EXERCISE GOAL:
Go line by line through the records below. Copy whichever lines contain the string "each".

INFORMATION SHOWN:
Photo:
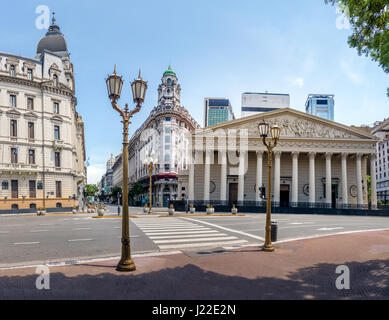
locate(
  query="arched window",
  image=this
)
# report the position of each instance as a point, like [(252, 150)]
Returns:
[(55, 77), (12, 71)]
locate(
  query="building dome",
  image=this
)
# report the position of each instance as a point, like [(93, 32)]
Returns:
[(169, 72), (54, 41)]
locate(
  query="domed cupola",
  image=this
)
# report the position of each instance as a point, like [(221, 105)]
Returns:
[(54, 41)]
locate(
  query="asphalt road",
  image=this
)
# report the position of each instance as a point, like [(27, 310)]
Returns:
[(28, 240)]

YOUR SOLUTION:
# report the position of each instance as a point, like [(252, 150)]
# report the position of each instance as a point, like [(93, 32)]
# report the position of each instance as a point, like [(221, 105)]
# report the position of each instance as a point, like [(27, 310)]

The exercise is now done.